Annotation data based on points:
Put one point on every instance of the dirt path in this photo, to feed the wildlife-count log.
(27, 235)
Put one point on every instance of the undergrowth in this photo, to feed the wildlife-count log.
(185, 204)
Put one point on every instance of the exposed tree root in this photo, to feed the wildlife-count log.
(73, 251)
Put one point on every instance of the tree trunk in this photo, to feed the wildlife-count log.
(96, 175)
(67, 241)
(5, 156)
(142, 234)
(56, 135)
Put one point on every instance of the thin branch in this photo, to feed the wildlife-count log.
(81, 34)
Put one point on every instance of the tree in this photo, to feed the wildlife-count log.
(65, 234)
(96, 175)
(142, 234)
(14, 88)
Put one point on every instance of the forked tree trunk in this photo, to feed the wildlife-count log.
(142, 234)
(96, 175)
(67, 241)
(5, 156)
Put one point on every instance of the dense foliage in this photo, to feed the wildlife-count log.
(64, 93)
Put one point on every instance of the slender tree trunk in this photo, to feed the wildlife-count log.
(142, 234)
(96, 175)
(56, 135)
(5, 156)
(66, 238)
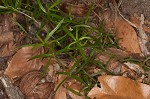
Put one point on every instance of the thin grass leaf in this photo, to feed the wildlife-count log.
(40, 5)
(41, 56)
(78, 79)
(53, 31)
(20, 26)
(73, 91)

...

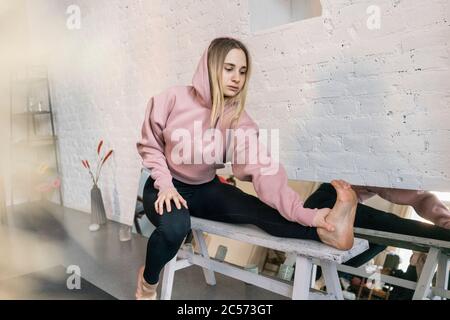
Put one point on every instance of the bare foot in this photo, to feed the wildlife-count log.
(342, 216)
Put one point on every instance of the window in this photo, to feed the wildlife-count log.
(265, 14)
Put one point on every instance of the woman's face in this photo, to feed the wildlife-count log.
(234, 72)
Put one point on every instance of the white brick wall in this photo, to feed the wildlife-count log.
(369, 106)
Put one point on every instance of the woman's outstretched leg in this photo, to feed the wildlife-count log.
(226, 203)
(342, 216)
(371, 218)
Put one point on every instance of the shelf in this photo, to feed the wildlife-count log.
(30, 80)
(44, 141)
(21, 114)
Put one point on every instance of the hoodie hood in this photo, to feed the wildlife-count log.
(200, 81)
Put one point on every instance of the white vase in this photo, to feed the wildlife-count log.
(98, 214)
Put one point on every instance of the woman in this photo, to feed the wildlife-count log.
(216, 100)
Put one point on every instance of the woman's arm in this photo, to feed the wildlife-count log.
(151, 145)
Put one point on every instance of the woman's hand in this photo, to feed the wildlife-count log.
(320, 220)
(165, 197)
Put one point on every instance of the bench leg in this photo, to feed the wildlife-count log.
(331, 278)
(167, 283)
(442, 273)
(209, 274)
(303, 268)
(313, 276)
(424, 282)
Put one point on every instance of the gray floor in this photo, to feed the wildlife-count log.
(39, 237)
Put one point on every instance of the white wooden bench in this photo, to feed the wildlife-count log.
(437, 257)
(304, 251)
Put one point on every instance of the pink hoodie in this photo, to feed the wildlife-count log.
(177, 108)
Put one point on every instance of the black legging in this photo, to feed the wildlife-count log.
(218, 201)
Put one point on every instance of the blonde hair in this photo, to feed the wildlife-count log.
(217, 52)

:: The exercise ::
Please locate each line in the material above that contains the word "trunk" and copy it out. Case counts, so only match that exact capitalization.

:: Task answer ::
Put one point on every instance of the tree trunk in this photo, to feed the wildlife-count log.
Put one point on every instance of the forked tree trunk in this photo, to feed the wildlife-count log.
Put one point on every instance of the slender tree trunk in this photo, to feed the wildlife-count log.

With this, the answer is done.